Named object pointing entries:
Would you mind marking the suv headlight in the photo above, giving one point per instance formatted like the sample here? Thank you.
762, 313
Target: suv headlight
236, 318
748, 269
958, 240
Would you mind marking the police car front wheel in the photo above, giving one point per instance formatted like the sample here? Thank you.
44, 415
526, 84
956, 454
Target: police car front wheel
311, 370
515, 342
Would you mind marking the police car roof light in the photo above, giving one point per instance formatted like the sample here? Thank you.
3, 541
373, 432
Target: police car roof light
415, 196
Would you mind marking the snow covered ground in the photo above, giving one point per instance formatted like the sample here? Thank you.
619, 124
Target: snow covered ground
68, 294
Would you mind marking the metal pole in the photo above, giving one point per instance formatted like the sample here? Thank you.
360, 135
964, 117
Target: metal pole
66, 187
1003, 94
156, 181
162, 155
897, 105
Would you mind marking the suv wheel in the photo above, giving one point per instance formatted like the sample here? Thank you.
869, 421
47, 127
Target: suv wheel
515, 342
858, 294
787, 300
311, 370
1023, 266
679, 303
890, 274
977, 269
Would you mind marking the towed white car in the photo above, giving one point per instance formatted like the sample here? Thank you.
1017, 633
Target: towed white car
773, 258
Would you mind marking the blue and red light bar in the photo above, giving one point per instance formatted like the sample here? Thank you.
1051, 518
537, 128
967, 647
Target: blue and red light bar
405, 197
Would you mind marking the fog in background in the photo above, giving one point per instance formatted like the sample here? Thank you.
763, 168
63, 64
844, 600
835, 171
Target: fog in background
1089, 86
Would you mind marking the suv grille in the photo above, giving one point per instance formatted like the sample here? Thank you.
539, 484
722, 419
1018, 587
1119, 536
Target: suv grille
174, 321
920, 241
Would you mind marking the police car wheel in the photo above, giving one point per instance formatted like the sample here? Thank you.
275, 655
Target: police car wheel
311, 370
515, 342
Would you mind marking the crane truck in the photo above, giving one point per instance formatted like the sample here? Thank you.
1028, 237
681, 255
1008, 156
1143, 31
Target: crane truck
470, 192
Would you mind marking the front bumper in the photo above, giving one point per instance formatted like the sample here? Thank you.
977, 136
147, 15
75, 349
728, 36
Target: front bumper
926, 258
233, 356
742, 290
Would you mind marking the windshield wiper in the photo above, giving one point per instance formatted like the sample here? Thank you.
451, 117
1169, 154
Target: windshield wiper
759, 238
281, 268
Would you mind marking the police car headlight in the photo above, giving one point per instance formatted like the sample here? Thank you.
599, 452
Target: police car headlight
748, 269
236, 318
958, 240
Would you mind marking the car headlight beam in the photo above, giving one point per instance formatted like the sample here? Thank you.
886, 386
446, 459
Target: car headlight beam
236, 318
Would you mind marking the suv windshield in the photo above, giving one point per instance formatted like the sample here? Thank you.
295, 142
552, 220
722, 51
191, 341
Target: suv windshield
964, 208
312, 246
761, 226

What the exercise asks: Repeat the records above exactly as they appear.

Completed task:
Would you mind marking the suv headlight in the photo above, giving one point per instance formatted like the sample here? Thank you.
762, 313
Target: suv headlight
236, 318
748, 269
958, 240
Would you mind marking the police car front wheel in the photo above, giving one point per instance formatted like the sample here? Thank you.
44, 415
526, 84
956, 454
Target: police car front wheel
311, 370
515, 342
Would you mind marking the police car roof light in the photo above, giving one point per instance formatted like the sample here? Thank you.
3, 541
373, 432
Target: police car roof light
415, 196
Would you mind marking the snow covered ground in the photo above, giving one point per instance formatted like the sample here? Thank you.
619, 124
Target: snow covered ground
68, 294
Would you mind marking the metal pole in the photo above, giving one point per instance formatted like the sample here? Thank you.
360, 135
964, 117
Target: metal pole
66, 187
1003, 94
156, 181
162, 155
897, 105
Would you mind marking the suv wheel in the photo above, giving one point per instance formatted like the sample here? Thank you.
869, 421
47, 127
Target: suv wheel
515, 342
858, 294
787, 300
311, 370
1023, 266
679, 303
890, 274
977, 269
Would you mind marking the towed white car in the photo above, giving one point per instance formatted like the sample here? Thank you.
1017, 633
Target: towed white car
773, 258
Would you mind marking the blue and red light bar in the photo above, giving one point per instance formatted like the sample here? Thank you.
1051, 518
537, 128
967, 647
Target: blue and red light bar
405, 197
Would you mind marking the fog in background in the photo above, giving one point per instance formatted like the sample here? Thank you.
763, 168
63, 64
844, 600
835, 171
Target: fog in background
1089, 86
Would you mind marking the suv grille in the photo above, giving one point per instance formatted like the sample here? Thank you.
539, 484
722, 419
1018, 587
1119, 536
Target: suv grille
174, 321
920, 241
Would you mind marking the police car wheel in the photo above, giving one point per instance formatted like the sample here? Thank you.
275, 655
Target: police car wheel
311, 370
515, 342
Would you mind marking the crane truck in the photo above, giving one point per instance formatted like the sample here? Thank you.
1028, 237
681, 255
1008, 156
1143, 31
Target: crane truck
470, 192
Would you mind marking the front bumper in the photo above, giving one point per instance formatted like the sample here? Thank you.
977, 136
147, 15
75, 349
728, 36
Target: front bumper
926, 258
233, 356
742, 290
Would you mind marking the windshield wiper in the photo above, giving one point per instance formatted like the sample here? Thank you.
451, 117
1169, 154
Target: windshield wiper
759, 238
281, 268
Would you mind marking the police car headlight in the photo above, giving one point per instance formatted like the sample here? Thank you.
599, 452
Target: police car headlight
748, 269
236, 318
958, 240
Would you mind marking the car headlight beam in the photo above, giving one point per instance formatted like the sample here? Thank you.
886, 386
446, 459
Target: car headlight beam
236, 318
Would you mind marking the suv windshield in the photo above, giving one point per instance formatted like the sample here? Thank you.
295, 142
552, 220
722, 51
191, 341
Target: suv windshield
964, 208
312, 246
761, 226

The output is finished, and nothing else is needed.